**Directions for this task:**
Reproduce the line that holds "the red brick" together with all the lines after it up to the end of the entries.

+ + + +

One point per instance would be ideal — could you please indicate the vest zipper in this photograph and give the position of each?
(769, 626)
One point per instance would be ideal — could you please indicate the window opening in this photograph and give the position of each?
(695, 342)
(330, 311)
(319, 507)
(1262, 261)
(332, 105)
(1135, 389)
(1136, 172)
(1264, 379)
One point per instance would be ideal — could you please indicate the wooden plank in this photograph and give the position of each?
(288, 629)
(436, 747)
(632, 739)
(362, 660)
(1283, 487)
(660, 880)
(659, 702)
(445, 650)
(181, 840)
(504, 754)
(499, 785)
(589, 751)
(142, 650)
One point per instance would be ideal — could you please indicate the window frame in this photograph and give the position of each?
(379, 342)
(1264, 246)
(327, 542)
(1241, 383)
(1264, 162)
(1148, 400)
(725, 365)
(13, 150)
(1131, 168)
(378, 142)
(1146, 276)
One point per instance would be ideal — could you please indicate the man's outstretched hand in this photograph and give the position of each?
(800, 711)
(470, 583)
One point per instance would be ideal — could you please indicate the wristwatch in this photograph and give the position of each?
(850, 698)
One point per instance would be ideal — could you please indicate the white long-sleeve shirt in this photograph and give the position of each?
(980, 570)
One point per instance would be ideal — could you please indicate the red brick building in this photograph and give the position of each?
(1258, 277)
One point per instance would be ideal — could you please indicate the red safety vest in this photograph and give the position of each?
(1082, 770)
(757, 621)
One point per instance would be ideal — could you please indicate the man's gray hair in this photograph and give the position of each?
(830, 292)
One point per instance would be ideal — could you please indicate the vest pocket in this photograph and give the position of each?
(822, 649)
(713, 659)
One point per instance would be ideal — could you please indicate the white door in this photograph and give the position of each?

+ + + +

**Worked solution:**
One point per instance would be ideal — could you please indicate the red brick building in this photograph and give the position of each?
(1258, 277)
One point per instance would be ideal — could you please indicate the red safety vest in this photograph and give the position of each?
(1082, 770)
(757, 621)
One point per instance would be ideal — could you please indicate the man's gray hair in this photograph and give the position of each?
(830, 292)
One point per instance would be ideal — could you please indicate the vest pocket in this photograph and give the position of each?
(822, 649)
(713, 659)
One point per instance would be ideal — could you please indicate the white door in this photograph and give the position of each?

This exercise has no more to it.